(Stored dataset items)
########################################

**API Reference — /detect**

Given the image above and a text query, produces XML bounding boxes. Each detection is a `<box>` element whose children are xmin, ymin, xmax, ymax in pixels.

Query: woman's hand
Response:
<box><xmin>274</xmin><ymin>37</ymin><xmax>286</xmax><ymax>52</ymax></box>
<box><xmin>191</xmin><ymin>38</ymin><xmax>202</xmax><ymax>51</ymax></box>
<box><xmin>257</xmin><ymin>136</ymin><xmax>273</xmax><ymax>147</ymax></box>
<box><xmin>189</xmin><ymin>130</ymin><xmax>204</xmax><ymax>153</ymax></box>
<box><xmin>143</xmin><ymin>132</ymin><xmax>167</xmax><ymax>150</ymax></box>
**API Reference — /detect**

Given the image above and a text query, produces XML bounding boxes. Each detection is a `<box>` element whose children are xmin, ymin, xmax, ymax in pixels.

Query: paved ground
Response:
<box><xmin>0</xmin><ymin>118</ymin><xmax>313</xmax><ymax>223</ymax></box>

########################################

### TASK DETAILS:
Copy these lines so that every character stays the same.

### TASK OUTPUT:
**API Reference — /detect**

Given the image above and a text query, produces XML bounding boxes. Each detection is a `<box>` element whose children are xmin, ymin, xmax, ymax in pixels.

Query: woman's hand
Response:
<box><xmin>274</xmin><ymin>37</ymin><xmax>286</xmax><ymax>52</ymax></box>
<box><xmin>191</xmin><ymin>38</ymin><xmax>202</xmax><ymax>51</ymax></box>
<box><xmin>257</xmin><ymin>136</ymin><xmax>273</xmax><ymax>147</ymax></box>
<box><xmin>189</xmin><ymin>130</ymin><xmax>204</xmax><ymax>153</ymax></box>
<box><xmin>143</xmin><ymin>132</ymin><xmax>167</xmax><ymax>150</ymax></box>
**API Reference — /detect**

Given the image above and a text query, produces XML bounding boxes. Each detection is a `<box>` element whose children are xmin, ymin, xmax, ymax in pixels.

Query: paved ground
Response:
<box><xmin>0</xmin><ymin>118</ymin><xmax>313</xmax><ymax>223</ymax></box>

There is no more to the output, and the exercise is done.